Written instruction => In the listing below, swap "baseball cap" for "ball cap" and reproduce the lines from the one with "Ground blue necktie" up to and including the final line, with nothing else altered.
══════
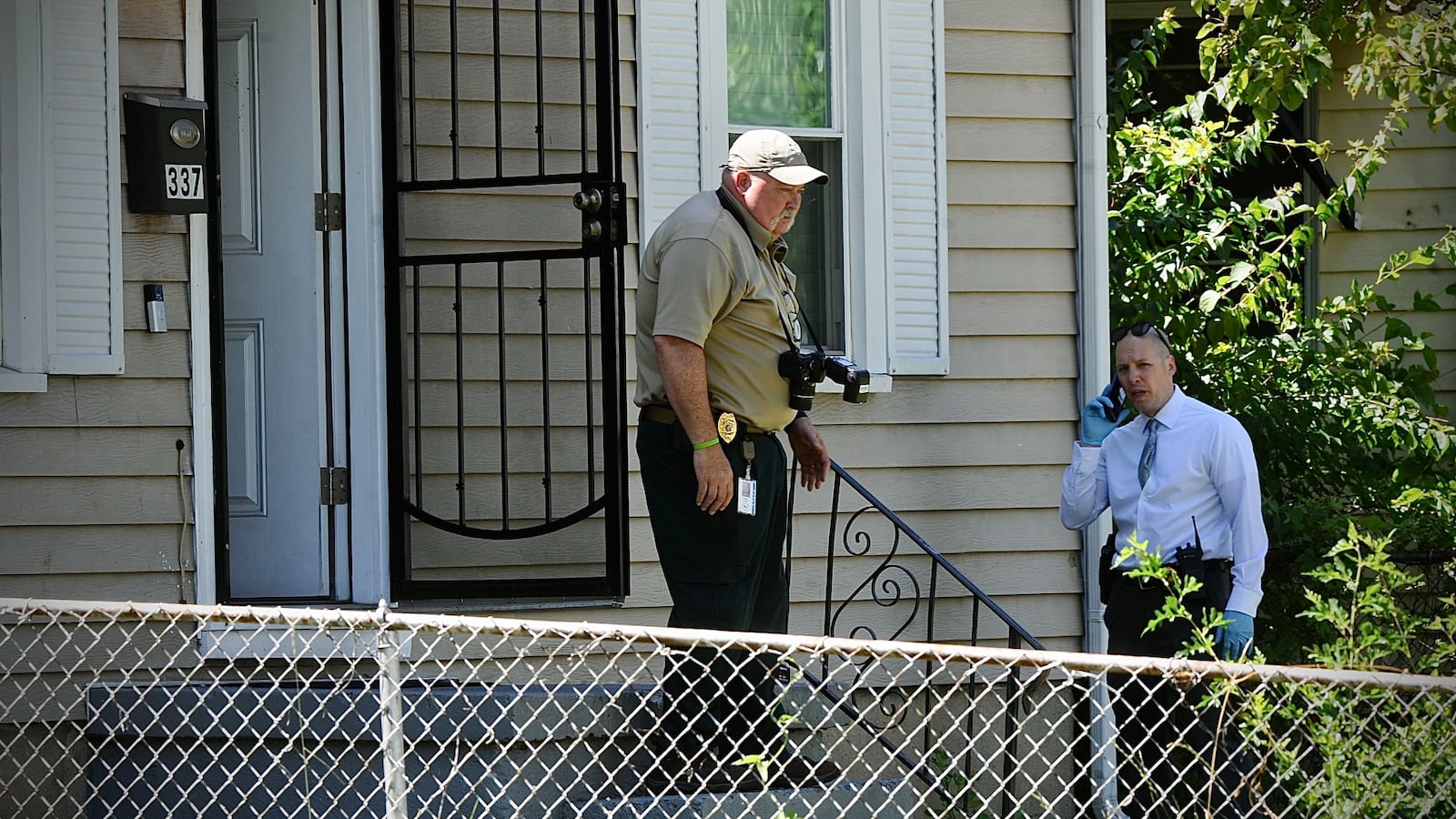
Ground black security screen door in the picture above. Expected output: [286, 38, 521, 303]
[381, 0, 628, 601]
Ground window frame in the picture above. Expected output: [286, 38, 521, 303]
[635, 0, 951, 381]
[0, 0, 126, 393]
[697, 0, 891, 379]
[728, 0, 861, 354]
[0, 0, 53, 392]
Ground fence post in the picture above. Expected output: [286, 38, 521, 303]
[379, 601, 410, 819]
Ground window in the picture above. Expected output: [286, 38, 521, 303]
[638, 0, 948, 379]
[726, 0, 844, 347]
[0, 0, 122, 392]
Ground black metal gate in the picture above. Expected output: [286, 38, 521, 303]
[380, 0, 628, 601]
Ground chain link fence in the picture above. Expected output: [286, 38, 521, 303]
[0, 599, 1456, 819]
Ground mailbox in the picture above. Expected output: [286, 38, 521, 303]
[124, 93, 207, 213]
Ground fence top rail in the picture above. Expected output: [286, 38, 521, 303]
[0, 598, 1456, 695]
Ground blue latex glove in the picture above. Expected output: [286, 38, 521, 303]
[1082, 380, 1133, 446]
[1213, 609, 1254, 660]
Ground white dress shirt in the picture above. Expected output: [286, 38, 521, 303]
[1061, 386, 1269, 616]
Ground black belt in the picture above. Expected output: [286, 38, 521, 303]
[641, 404, 769, 436]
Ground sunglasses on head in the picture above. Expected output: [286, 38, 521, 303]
[1112, 322, 1174, 349]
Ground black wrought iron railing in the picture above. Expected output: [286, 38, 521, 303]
[788, 463, 1043, 812]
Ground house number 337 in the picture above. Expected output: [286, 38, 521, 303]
[163, 165, 202, 199]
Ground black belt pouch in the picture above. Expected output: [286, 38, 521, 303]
[1097, 531, 1117, 606]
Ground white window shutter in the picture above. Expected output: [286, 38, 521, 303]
[884, 0, 949, 375]
[636, 0, 703, 247]
[44, 0, 124, 375]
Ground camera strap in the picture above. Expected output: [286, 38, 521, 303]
[716, 188, 824, 354]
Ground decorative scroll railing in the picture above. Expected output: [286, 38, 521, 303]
[789, 463, 1043, 814]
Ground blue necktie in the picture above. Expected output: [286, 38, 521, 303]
[1138, 419, 1158, 487]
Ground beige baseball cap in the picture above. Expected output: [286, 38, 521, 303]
[723, 128, 828, 185]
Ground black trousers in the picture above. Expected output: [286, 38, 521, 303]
[636, 420, 789, 763]
[1104, 570, 1255, 819]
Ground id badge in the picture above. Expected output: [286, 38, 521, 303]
[738, 478, 759, 514]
══════
Correct response =>
Ground blue necktie in the picture above. Expected output: [286, 38, 521, 303]
[1138, 419, 1158, 487]
Ground beige ball cap in the picture above. Expected output: [286, 38, 521, 303]
[723, 128, 828, 185]
Ground black trousers in the picture above. Expected output: [286, 38, 521, 303]
[636, 420, 789, 763]
[1104, 570, 1255, 819]
Ground id badge in the picture above. Expected output: [286, 38, 521, 303]
[738, 478, 759, 514]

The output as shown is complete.